[Input]
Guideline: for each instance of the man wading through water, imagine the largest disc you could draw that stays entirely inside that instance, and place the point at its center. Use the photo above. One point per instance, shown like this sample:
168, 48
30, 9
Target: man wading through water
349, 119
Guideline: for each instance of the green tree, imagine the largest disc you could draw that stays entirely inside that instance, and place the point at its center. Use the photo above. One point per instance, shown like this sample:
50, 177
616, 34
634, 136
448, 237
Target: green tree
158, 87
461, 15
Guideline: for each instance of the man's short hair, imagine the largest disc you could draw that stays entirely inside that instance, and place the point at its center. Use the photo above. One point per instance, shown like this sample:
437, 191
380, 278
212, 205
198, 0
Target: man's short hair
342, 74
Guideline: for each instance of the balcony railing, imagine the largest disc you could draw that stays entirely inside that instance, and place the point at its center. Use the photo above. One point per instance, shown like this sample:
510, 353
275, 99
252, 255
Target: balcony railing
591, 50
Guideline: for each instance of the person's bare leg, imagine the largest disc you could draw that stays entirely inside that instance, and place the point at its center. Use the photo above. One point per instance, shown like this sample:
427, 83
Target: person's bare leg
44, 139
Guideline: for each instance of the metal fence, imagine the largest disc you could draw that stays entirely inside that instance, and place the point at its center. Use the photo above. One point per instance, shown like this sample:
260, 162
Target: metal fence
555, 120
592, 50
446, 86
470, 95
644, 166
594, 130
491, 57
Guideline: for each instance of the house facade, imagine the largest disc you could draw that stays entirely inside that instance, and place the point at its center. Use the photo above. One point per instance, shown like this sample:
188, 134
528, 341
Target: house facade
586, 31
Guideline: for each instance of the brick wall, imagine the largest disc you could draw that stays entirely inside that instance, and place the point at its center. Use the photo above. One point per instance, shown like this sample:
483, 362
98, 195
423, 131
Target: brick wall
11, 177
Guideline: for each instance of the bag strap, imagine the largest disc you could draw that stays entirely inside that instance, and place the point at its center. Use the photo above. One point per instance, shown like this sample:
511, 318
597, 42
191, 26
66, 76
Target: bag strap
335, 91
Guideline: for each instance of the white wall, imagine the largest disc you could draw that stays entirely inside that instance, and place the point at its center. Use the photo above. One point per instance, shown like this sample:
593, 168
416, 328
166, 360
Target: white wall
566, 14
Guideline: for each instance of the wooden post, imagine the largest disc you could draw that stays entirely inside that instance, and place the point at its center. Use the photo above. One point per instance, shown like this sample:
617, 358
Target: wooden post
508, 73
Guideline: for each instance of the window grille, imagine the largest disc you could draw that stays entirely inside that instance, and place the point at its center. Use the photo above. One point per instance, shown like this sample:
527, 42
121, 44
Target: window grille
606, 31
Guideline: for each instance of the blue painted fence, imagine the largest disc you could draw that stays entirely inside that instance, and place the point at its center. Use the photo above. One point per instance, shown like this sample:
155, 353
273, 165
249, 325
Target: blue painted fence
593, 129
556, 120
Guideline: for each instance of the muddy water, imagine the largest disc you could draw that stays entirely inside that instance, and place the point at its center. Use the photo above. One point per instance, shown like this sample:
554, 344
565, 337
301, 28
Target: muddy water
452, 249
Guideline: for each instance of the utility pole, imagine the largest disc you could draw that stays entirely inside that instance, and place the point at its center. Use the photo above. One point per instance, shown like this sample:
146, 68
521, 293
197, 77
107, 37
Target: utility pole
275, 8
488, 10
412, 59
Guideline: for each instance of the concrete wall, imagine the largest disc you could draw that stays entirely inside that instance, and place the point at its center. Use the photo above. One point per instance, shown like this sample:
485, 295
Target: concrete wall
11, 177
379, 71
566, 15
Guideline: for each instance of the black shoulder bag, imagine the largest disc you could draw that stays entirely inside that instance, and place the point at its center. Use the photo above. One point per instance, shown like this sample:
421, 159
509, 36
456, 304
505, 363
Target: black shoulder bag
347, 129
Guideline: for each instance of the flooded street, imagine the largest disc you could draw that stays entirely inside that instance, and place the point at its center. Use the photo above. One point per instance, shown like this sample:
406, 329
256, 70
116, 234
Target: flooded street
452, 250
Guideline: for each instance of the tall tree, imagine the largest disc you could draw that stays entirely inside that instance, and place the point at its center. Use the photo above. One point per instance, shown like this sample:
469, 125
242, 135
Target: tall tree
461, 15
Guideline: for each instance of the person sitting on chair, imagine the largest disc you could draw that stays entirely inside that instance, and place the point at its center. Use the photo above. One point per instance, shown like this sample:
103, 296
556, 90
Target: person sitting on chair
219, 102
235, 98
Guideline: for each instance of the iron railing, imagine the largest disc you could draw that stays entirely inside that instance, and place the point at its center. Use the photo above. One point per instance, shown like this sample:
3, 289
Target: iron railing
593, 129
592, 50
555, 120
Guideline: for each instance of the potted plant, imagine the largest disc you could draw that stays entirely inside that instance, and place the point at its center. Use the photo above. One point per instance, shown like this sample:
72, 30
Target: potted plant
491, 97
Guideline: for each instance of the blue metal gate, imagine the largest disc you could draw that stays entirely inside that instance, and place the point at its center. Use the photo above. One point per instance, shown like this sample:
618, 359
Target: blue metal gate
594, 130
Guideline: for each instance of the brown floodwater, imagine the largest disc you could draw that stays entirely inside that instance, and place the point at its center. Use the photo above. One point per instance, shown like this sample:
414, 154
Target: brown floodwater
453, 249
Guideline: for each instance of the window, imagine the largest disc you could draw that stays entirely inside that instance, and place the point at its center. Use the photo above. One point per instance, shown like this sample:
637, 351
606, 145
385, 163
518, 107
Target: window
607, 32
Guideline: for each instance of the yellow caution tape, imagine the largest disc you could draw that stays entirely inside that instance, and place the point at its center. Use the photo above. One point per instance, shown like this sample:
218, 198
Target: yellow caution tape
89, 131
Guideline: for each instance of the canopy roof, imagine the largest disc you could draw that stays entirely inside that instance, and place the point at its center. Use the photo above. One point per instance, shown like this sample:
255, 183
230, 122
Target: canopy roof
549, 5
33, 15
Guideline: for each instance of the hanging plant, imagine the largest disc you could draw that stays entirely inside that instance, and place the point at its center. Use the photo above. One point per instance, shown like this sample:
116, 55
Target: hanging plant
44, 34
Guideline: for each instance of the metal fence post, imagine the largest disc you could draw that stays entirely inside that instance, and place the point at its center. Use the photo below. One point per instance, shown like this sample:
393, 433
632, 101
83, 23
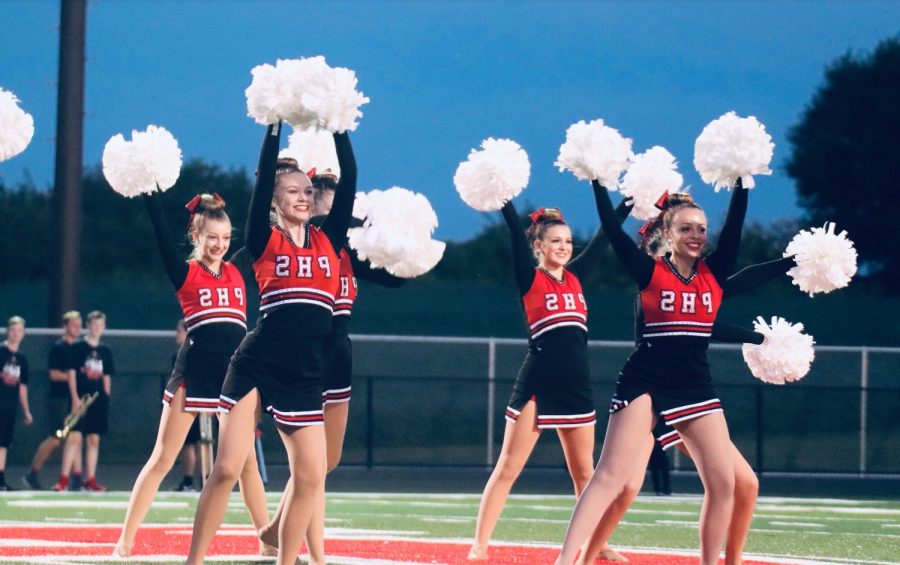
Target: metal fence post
370, 423
492, 383
863, 407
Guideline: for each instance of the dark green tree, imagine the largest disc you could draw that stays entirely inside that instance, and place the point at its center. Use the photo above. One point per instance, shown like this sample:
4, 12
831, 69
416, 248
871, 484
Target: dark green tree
845, 157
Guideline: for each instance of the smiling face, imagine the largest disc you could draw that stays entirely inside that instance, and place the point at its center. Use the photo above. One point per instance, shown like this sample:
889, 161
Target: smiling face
687, 233
555, 247
293, 198
212, 240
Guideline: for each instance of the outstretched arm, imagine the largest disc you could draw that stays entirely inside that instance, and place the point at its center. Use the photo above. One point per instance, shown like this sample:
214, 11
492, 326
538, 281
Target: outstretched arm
751, 277
175, 266
638, 264
364, 271
523, 259
338, 221
591, 253
258, 230
721, 261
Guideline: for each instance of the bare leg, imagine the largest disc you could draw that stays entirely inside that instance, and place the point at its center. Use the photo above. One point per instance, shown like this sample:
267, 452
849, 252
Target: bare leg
236, 431
598, 544
335, 430
746, 489
306, 453
625, 436
173, 428
706, 437
519, 440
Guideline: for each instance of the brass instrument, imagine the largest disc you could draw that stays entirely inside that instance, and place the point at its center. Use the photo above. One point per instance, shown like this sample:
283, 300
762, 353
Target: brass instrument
76, 415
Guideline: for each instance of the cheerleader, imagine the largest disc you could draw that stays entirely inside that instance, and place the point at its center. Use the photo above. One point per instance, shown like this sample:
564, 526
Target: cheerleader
552, 389
279, 363
337, 357
212, 296
746, 484
668, 375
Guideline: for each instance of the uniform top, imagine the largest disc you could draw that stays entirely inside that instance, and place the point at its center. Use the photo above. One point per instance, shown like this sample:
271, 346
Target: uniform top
298, 283
94, 362
214, 305
674, 306
554, 308
677, 312
13, 372
61, 359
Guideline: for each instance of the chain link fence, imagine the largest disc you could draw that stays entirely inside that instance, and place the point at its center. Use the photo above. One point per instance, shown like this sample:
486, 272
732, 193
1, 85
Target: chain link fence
430, 401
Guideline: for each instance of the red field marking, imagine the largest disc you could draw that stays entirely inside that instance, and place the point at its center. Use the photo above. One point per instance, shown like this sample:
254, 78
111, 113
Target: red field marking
175, 540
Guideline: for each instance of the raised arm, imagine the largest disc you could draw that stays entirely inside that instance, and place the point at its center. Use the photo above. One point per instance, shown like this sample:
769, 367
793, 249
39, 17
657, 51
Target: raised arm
638, 264
364, 271
721, 261
590, 255
258, 230
176, 267
751, 277
338, 221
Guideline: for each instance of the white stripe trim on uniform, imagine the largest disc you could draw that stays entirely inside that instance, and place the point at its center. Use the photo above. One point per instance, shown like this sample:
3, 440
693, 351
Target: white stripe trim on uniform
217, 311
695, 415
687, 406
216, 321
561, 314
325, 305
685, 323
559, 325
297, 289
667, 334
569, 416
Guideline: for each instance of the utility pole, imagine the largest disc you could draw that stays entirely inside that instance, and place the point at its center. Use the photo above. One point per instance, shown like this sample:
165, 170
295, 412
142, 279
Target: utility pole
65, 246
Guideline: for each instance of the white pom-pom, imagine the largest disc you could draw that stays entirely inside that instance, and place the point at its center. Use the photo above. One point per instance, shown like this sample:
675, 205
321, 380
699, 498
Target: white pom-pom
150, 161
825, 261
16, 126
493, 176
652, 173
396, 233
594, 151
312, 148
785, 354
731, 148
306, 93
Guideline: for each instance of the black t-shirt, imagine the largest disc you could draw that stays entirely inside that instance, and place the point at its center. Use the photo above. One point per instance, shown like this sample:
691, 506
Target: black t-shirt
13, 372
61, 359
91, 364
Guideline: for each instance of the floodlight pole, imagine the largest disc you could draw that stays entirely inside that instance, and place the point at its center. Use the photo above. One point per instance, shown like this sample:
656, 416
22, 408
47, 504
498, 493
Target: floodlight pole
65, 246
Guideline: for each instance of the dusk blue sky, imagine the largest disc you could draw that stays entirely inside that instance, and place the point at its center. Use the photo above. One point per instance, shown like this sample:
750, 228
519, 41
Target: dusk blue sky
442, 76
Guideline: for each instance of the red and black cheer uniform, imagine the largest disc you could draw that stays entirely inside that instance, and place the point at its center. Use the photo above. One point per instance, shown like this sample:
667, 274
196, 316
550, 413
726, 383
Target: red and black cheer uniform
214, 306
282, 356
59, 401
13, 373
337, 353
555, 372
743, 281
675, 319
93, 363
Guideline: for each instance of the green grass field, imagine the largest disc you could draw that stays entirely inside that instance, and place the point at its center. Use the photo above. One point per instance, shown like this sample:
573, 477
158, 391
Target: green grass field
785, 530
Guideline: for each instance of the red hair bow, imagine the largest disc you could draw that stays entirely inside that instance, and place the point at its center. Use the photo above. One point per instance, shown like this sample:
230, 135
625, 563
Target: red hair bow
536, 215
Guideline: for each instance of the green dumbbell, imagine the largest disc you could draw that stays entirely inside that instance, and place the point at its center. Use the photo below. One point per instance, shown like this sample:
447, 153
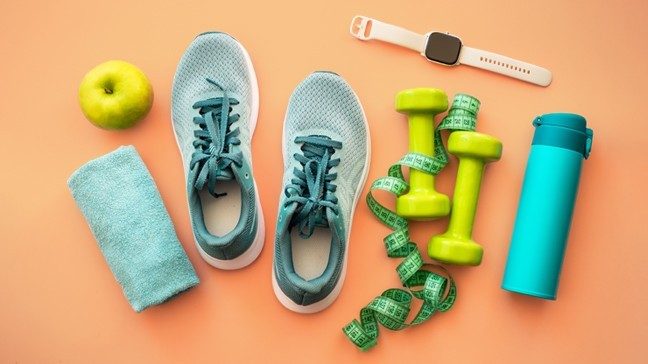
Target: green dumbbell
474, 150
422, 201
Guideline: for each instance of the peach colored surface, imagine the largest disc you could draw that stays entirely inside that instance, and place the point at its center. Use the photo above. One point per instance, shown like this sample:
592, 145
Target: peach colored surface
60, 303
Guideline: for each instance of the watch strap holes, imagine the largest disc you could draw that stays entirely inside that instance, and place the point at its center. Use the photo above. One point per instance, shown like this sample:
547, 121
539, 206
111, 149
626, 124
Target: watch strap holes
505, 65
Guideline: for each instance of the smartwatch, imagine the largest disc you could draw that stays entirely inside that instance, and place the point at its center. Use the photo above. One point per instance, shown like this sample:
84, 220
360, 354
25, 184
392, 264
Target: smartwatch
448, 50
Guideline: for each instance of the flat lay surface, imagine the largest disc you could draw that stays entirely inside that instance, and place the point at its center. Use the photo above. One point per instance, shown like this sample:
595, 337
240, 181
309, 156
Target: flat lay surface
59, 302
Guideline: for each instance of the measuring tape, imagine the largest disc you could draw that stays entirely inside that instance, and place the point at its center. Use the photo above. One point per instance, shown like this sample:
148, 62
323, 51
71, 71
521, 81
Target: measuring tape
438, 292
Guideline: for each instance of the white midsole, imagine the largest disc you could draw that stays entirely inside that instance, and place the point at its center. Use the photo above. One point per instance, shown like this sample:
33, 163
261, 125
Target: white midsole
253, 252
321, 305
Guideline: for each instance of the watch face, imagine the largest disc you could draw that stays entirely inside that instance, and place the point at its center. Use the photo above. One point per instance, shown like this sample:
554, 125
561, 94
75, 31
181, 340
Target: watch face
443, 48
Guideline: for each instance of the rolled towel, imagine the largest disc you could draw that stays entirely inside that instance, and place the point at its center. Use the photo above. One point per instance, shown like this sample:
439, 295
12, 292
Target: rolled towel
124, 210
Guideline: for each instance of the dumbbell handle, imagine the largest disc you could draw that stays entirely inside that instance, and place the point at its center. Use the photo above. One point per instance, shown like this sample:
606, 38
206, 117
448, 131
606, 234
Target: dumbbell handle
421, 140
466, 195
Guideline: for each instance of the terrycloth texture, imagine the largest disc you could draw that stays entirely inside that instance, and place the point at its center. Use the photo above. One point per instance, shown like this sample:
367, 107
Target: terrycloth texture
123, 207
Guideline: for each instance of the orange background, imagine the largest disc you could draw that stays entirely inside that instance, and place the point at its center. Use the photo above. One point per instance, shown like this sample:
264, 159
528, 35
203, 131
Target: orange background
60, 303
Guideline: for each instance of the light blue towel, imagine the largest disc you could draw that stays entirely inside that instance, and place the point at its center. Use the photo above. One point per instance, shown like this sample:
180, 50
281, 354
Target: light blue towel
123, 207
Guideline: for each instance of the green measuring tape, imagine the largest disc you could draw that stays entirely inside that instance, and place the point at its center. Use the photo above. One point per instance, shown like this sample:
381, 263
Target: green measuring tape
438, 293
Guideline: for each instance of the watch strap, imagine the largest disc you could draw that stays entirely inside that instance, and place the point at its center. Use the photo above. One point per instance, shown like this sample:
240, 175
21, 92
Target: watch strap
505, 65
365, 28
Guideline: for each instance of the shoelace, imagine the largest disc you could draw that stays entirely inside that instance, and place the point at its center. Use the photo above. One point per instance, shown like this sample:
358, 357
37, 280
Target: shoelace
312, 187
213, 156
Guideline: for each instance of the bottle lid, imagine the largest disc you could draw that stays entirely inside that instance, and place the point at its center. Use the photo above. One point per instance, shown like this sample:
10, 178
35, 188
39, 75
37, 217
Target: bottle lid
563, 130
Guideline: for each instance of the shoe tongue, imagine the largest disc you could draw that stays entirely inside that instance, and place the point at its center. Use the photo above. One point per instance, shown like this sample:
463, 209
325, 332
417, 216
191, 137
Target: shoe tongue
226, 175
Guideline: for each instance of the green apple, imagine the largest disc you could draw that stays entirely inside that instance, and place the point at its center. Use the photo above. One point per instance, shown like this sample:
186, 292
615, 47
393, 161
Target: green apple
115, 95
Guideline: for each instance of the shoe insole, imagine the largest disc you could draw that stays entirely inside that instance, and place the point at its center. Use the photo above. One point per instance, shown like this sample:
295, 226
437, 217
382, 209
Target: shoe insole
310, 256
221, 214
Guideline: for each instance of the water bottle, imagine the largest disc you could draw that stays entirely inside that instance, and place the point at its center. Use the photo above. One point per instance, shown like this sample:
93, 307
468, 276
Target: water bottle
560, 143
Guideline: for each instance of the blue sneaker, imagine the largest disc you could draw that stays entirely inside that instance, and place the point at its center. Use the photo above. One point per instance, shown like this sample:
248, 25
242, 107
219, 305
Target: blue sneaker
326, 150
215, 104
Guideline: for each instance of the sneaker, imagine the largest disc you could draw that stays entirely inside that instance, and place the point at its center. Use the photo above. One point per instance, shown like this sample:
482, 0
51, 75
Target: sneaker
215, 104
326, 150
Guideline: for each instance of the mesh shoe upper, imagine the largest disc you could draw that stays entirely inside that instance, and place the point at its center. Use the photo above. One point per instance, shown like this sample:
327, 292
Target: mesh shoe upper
321, 105
219, 58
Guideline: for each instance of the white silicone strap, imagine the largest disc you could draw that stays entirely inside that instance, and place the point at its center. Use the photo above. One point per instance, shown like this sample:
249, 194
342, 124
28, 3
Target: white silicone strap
365, 28
507, 66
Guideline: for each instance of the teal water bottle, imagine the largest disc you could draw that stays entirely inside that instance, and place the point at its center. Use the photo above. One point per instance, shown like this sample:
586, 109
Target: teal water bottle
560, 143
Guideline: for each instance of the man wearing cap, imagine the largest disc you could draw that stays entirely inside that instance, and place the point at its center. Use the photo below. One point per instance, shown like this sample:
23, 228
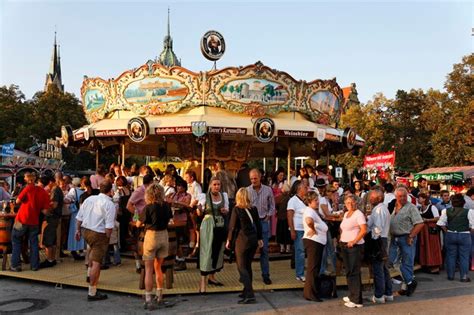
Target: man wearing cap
261, 197
95, 221
405, 224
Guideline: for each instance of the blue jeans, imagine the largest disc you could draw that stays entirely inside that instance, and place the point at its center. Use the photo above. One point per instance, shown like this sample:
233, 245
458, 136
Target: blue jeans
407, 254
382, 279
264, 264
17, 237
458, 247
299, 254
328, 252
117, 258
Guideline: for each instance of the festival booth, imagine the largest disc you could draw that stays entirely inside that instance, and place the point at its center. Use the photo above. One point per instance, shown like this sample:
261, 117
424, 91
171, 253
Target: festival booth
233, 114
42, 158
450, 178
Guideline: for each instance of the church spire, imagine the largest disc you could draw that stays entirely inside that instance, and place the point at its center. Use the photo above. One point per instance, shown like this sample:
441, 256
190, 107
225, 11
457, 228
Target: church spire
168, 57
54, 74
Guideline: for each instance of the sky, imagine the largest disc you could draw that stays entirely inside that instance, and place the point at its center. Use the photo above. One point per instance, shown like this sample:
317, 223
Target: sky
381, 46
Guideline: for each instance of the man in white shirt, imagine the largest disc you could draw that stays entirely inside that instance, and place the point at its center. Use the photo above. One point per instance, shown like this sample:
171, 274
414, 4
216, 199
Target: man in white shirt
389, 195
195, 190
379, 225
95, 221
335, 183
295, 210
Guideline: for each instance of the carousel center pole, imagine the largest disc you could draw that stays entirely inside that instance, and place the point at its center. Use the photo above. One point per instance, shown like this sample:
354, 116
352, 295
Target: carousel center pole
123, 152
202, 160
288, 172
96, 159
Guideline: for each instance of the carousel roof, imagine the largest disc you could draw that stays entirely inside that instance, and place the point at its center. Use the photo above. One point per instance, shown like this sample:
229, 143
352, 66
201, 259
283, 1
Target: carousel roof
171, 107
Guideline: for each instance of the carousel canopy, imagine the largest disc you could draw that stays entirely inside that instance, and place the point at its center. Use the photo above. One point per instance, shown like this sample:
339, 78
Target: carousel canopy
241, 112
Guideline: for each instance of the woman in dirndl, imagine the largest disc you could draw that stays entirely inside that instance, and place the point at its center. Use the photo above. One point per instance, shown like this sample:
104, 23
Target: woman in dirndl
73, 196
213, 234
429, 242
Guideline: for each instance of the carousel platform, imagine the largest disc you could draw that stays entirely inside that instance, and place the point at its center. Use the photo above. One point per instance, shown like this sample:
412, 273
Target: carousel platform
124, 279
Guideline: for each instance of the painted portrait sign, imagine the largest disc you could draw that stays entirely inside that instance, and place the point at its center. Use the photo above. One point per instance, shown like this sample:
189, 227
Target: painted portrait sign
199, 128
137, 129
324, 102
253, 90
155, 91
94, 99
264, 129
213, 45
349, 138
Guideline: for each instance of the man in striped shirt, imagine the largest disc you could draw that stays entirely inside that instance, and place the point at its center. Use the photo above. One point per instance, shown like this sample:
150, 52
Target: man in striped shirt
261, 197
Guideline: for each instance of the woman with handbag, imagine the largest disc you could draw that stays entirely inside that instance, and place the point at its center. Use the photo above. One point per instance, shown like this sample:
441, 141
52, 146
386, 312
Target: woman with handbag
212, 234
429, 241
156, 216
458, 224
353, 229
245, 234
73, 196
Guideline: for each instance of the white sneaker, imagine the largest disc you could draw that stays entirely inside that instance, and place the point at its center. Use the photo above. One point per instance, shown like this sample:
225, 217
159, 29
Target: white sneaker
395, 281
352, 305
377, 300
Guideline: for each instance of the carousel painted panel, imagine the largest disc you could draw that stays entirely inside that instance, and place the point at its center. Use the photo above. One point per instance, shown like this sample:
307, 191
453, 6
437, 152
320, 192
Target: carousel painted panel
154, 89
95, 98
254, 90
323, 100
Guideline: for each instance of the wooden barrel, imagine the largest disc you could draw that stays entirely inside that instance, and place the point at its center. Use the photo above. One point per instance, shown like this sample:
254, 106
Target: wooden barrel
5, 235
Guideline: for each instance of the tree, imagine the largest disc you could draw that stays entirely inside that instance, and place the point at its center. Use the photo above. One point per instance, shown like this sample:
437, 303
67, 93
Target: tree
453, 135
14, 118
52, 109
367, 121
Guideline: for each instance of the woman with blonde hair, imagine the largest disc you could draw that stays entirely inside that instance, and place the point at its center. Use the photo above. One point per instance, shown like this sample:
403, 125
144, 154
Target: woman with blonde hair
353, 230
212, 234
245, 230
156, 216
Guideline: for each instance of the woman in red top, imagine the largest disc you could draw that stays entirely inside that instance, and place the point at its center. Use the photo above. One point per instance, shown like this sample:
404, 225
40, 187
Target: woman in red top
32, 200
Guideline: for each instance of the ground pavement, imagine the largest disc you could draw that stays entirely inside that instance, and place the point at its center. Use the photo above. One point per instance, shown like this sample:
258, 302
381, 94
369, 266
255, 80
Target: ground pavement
435, 295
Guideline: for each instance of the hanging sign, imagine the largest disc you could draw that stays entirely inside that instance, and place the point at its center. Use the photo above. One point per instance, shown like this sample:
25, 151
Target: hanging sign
382, 160
213, 45
199, 128
8, 148
264, 129
137, 129
349, 138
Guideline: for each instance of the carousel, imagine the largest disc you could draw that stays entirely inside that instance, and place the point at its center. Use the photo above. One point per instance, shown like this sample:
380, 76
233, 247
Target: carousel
235, 114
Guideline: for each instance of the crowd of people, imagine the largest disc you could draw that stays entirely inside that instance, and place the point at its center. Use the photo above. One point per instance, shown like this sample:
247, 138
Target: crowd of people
310, 215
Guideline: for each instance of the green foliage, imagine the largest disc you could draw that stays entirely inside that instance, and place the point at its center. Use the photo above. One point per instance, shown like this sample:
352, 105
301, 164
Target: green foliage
41, 118
425, 129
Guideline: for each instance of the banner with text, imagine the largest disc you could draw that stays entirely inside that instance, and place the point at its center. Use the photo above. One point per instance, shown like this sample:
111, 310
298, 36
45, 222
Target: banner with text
382, 160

[Task objective] Look through the listing above. Pick out each line with "below" and copy it.

[Solved problem]
Guideline: for each instance of the metal fence post, imagine the largest disc you could draw that stays entirely inside that instance, and place the point at its center. Use the photo below. One point per instance, shown like this sample:
Guideline: for each instance of the green dumbbell, imagine the largest disc you could draw that stays entirely inside that instance, and place the point at its center. Use the photo below. One point per instance, shown like this sample:
Guideline: for each instance of the man wearing cap, imagine the largest disc you could draw that stays entirely inside that instance, and place the point at its center. Use the photo below. One point per instance, shown like this sample:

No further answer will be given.